Lassen Sie mich das wiederholen: Kanada unterstützt Israel weil es das Richtige ist.

Ladies and gentlemen, ich sagte bereits kurz zuvor dass die spezielle Freundschaft zwischen Kanada und Israel aus den geteilten Werten herkommt. 

Tatsächlich ist Israel das einzige Land im Mittleren Osten welches sich vor langer Zeit in den Idealen von Freiheit, Demokratie und dem Gesetz verankert hat

Und unsere Verpflichtung als Kanadier zu dem was Richtig, fair und gerecht ist, ist universell. Das trifft nicht weniger auf das palästinensische Volk zu als auf das israelische Volk.
Genau so wie wir eindeutig das Recht auf Selbstverteidigung Israel`s unterstützen, so hat Kanada auch schon lange eine gerechte und sichere Zukunft für das palästinensische Volk unterstützt. 

Und ich glaube wir teilen mit Israel die ehrliche Hoffnung, dass das palästinensische Volk und deren Führer einen lebensfähigen, demokratischen palästinensischen Staat wählen werden, der sich dafür verpflichtet friedlich neben einem Jüdischen Staat Israel zu leben.
_ _ _ _ _ _ _
*ZIEL 1:* Nenne alle Ideale, in denen Israel laut dem Redeauszug verankert ist.
*ZIEL 2:*
Stimmen diese Aussagen mit dem Redeauszug überein? Antworte jeweils mit Ja oder Nein und zitiere die entscheidenden Worte wörtlich.
(a) Kanada unterstützt Israel, weil es das Richtige ist.
(b) Die Verpflichtung zu dem, was richtig, fair und gerecht ist, gilt nur für das israelische Volk.
(c) Israel wird als eines von mehreren Ländern im Mittleren Osten beschrieben, die in den Idealen von Freiheit und Demokratie verankert sind.
*ZIEL 3:* Gib einen Teil des Redeauszugs wortgetreu wieder: Fang bei den Worten "Tatsächlich ist Israel" an und hör nach "das israelische Volk." auf.

*MATERIAL:*
_ _ _ _ _ _ _
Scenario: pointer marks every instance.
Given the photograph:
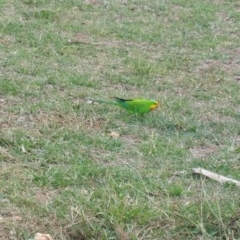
_ _ _ _ _ _ _
*KORREKTE AUSGABE 1:* Freiheit, Demokratie, das Gesetz

*KORREKTE AUSGABE 2:*
(a) Ja: „Kanada unterstützt Israel weil es das Richtige ist.“
(b) Nein: „Das trifft nicht weniger auf das palästinensische Volk zu als auf das israelische Volk.“
(c) Nein: „Israel das einzige Land im Mittleren Osten“

*KORREKTE AUSGABE 3:*
Tatsächlich ist Israel das einzige Land im Mittleren Osten welches sich vor langer Zeit in den Idealen von Freiheit, Demokratie und dem Gesetz verankert hat

Und unsere Verpflichtung als Kanadier zu dem was Richtig, fair und gerecht ist, ist universell. Das trifft nicht weniger auf das palästinensische Volk zu als auf das israelische Volk.